Instruction. Rewrite the lines below, changing each occurrence of "Target" to "Category" and leaving everything else unchanged.
______________________________
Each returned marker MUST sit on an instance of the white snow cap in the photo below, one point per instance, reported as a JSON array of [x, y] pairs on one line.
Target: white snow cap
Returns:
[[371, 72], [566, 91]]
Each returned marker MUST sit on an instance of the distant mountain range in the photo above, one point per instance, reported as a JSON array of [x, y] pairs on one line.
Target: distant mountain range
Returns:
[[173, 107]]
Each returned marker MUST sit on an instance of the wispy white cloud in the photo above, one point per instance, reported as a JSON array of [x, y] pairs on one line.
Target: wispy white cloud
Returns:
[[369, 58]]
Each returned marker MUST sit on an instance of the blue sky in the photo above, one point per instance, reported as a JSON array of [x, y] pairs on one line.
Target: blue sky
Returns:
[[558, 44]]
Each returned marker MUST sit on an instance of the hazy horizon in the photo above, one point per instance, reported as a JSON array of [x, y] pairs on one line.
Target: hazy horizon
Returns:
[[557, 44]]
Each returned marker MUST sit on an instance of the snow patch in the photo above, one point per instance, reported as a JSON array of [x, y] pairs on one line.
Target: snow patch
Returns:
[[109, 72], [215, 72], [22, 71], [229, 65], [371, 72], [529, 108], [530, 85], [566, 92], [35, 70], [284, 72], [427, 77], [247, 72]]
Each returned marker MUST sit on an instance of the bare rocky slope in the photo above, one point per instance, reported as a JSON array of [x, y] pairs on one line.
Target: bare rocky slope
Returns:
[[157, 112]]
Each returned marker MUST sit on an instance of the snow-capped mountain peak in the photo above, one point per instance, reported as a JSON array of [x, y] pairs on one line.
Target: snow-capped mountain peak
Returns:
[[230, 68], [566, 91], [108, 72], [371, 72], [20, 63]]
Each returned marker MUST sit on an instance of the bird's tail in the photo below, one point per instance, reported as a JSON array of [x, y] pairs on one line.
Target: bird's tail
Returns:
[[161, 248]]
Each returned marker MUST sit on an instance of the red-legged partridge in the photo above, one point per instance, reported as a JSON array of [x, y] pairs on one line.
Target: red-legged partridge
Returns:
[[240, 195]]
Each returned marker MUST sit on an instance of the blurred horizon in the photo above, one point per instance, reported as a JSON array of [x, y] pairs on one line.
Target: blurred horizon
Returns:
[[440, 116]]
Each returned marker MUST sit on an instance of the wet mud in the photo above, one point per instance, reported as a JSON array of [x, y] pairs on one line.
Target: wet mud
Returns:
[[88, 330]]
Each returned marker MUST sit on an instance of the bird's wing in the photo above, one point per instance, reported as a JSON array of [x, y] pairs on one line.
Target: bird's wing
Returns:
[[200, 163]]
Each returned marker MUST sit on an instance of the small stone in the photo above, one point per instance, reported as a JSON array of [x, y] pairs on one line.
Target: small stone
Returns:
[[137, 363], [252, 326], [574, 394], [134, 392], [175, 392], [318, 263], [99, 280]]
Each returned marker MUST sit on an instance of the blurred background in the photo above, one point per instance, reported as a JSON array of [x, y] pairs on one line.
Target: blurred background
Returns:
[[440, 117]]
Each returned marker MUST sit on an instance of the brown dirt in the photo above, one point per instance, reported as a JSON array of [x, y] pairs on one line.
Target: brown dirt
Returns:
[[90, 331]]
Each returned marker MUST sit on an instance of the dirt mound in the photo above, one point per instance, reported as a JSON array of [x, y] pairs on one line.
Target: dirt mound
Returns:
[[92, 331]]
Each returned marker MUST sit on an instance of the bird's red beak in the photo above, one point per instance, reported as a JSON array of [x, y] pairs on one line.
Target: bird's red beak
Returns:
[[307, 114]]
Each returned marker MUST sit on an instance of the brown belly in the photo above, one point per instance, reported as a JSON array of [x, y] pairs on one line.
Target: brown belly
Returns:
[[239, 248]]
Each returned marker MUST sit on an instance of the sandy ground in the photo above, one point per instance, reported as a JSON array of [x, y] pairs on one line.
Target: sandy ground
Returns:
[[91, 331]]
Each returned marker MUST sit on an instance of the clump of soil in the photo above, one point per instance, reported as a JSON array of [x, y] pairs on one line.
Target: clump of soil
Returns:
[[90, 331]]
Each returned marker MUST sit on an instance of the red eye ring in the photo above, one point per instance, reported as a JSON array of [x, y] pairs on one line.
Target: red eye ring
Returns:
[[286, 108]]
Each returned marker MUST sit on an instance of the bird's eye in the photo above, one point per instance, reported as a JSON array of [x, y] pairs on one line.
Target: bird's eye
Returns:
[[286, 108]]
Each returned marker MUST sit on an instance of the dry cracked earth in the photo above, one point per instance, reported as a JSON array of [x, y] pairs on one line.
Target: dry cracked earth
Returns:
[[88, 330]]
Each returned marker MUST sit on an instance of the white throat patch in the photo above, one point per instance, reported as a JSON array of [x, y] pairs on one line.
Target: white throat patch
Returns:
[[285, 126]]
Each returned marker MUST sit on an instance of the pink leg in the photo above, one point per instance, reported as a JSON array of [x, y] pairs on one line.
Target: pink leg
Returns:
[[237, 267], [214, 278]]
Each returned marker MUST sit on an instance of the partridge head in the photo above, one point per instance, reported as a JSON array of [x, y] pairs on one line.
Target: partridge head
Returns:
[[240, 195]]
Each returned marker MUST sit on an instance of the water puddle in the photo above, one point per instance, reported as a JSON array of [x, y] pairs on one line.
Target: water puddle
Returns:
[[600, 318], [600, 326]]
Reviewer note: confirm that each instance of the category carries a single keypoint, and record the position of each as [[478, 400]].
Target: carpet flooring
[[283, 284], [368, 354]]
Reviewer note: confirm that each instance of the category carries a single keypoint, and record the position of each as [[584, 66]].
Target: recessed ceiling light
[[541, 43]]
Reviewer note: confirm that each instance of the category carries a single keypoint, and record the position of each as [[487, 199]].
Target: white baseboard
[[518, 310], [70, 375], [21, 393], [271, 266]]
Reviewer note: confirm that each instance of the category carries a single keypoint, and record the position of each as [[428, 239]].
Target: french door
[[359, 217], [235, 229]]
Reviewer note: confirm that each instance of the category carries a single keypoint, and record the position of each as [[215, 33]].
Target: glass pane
______________________________
Answer to this task.
Each returned marker MUST sit on an instance of the white snow cap in the photo below, one point per instance, reported as a JSON array of [x, y] pairs on one line.
Category: white snow cap
Returns:
[[371, 72], [566, 91]]
Each returned marker MUST sit on an instance of the distant mountain range in the photo above, one point per instance, reported as a JSON array of [x, y] pairs on one line.
Category: distant mountain range
Returns:
[[173, 107]]
Each returned marker MUST sit on an instance of the wispy white cloud in the photo above, one point per instance, reported as a JSON array of [x, y] pairs on one line.
Category: wispy white cloud
Returns:
[[369, 58]]
Each returned marker MUST sit on an instance of the blue sky in the photo above, one point per instance, reported as a JSON array of [x, y] pairs on one line.
Category: blue sky
Returns:
[[558, 44]]
Each returned marker MUST sit on an instance of the hazy horizon in the photo above, one point per instance, reported as a JSON array of [x, y] pairs on one line.
Category: hazy horizon
Returns:
[[557, 44]]
Each returned marker MUST sit on an instance of the snow patch in the photo above, one point per instance, reported as a JSON array of [x, y] pairs on one line.
Category: snow patch
Returns:
[[109, 72], [215, 72], [22, 71], [229, 65], [371, 72], [529, 108], [530, 85], [566, 92], [35, 70], [284, 72], [427, 77], [247, 72]]
Each returned marker MUST sit on an instance of the bare rocky slope in the photo above, one point per instance, reported as a JSON array of [x, y] pairs on one line.
Category: bare rocky slope
Returns:
[[157, 112]]
Each returned marker MUST sit on an instance of the snow-capped mountain peak in the photo above, one point per instance, reported as a JSON array of [x, y] pairs on one line.
Category: snow-capped mountain peak
Returns:
[[230, 68], [566, 91], [108, 72], [371, 72], [20, 63]]
Each returned marker MUST sit on an instance of the bird's tail in the photo below, one point per instance, reported as a JSON array of [x, y] pairs on one line.
Category: bird's tail
Returns:
[[161, 248]]
Each returned marker MUST sit on an instance of the red-legged partridge in the photo above, one point per instance, reported as a JSON array of [x, y] pairs on one line.
Category: red-legged partridge
Returns:
[[240, 195]]
Each returned marker MUST sit on an instance of the blurred horizon in the photo above, one point per instance, reported as a JSON array of [x, y] pairs on one line.
Category: blurred horizon
Returns:
[[440, 116]]
Each returned marker MUST sit on an instance of the wet mud in the photo above, one point per instance, reported as a JSON array of [x, y] pairs on one line.
Category: wet mud
Returns:
[[88, 330]]
Each returned marker MUST sit on an instance of the bird's wing in the photo above, one point per instance, reported as a JSON array of [x, y] pairs on one line.
Category: bird's wing
Returns:
[[200, 163]]
Each returned marker MUST sit on an instance of the small stone in the photo above, one point per instance, reported as a JSON array of [x, y] pairs on one line.
Category: small stone
Returns:
[[137, 363], [252, 326], [574, 394], [134, 392], [175, 392], [318, 263], [99, 280]]
Each returned marker MUST sit on an instance of the blurred background in the photo above, one point per instance, reported as a JSON array of [x, y] pairs on one line.
Category: blurred background
Returns:
[[440, 117]]
Each returned marker MUST sit on an instance of the brown dirt in the photo above, one point per instance, reported as a JSON array of [x, y] pairs on one line.
Category: brown dirt
Returns:
[[90, 331]]
Each returned marker MUST sit on an instance of the dirt mound in the photo above, one point per instance, reported as a JSON array of [x, y] pairs on one line.
Category: dirt mound
Returns:
[[92, 331]]
Each returned marker MUST sit on an instance of the bird's red beak in the photo above, one point per instance, reported as a JSON array of [x, y] pairs on one line.
Category: bird's red beak
Returns:
[[307, 114]]
Each returned marker MUST sit on an instance of the brown belly in the photo above, one point per instance, reported as a JSON array of [x, y] pairs on one line.
Category: brown belly
Returns:
[[239, 248]]
Each returned marker MUST sit on an instance of the sandy ground in the photo above, one point per instance, reported as a JSON array of [x, y] pairs on one line.
Category: sandy ground
Returns:
[[91, 331]]
Each returned marker MUST sit on an instance of the clump of soil in the photo above, one point per instance, reported as a JSON array of [x, y] pairs on one line.
Category: clump of soil
Returns:
[[90, 331]]
Each returned marker MUST sit on an instance of the red eye ring in the photo above, one point per instance, reported as a JSON array of [x, y] pairs on one line.
Category: red eye ring
Returns:
[[286, 108]]
Each returned marker MUST sit on an instance of the bird's eye in the photo above, one point per instance, reported as a JSON array of [x, y] pairs on one line.
Category: bird's eye
Returns:
[[286, 108]]
Each returned marker MUST sit on an instance of the dry cracked earth in the photo above, one point per instance, reported as a JSON array of [x, y] pairs on one line.
Category: dry cracked earth
Returns:
[[88, 330]]
Each returned marker MUST sit on an instance of the white throat patch in the photo above, one point per instance, reported as a JSON array of [x, y] pairs on one line.
Category: white throat patch
Returns:
[[285, 126]]
Each returned marker MUST sit on an instance of the pink leg in the photo above, one point per instance, reported as a JSON array of [x, y] pairs on one line.
Category: pink leg
Returns:
[[237, 267], [214, 278]]
Each returned marker MUST sit on an instance of the partridge head in the photo above, one point per instance, reported as a JSON array of [x, y] pairs on one line.
Category: partridge head
Returns:
[[240, 195]]
Each returned marker MUST sit on an instance of the water puddle in the photo above, one point per instance, reported as a JSON array of [x, y] pairs on one line.
Category: water puddle
Returns:
[[600, 318], [600, 326]]
Reviewer note: confirm that each instance of the category carries a single keypoint, and record the position of each as [[478, 400]].
Category: carpet flooring
[[283, 284], [368, 354]]
Reviewer note: confirm that each instance of the category carries a single keypoint, and record the position of each as [[584, 66]].
Category: recessed ceiling light
[[541, 43]]
Reviewer note: confirm that each instance of the category carries a single keypoint, and record the position of each as [[487, 199]].
Category: white baseboard
[[518, 310], [70, 375], [21, 393], [271, 266]]
Reviewer note: confirm that each instance of the category carries a single keypoint, and record the position of each as [[428, 239]].
Category: french door
[[359, 217], [235, 229]]
Reviewer note: confirm that each instance of the category carries a single keypoint, and record the position of each as [[215, 33]].
Category: glass pane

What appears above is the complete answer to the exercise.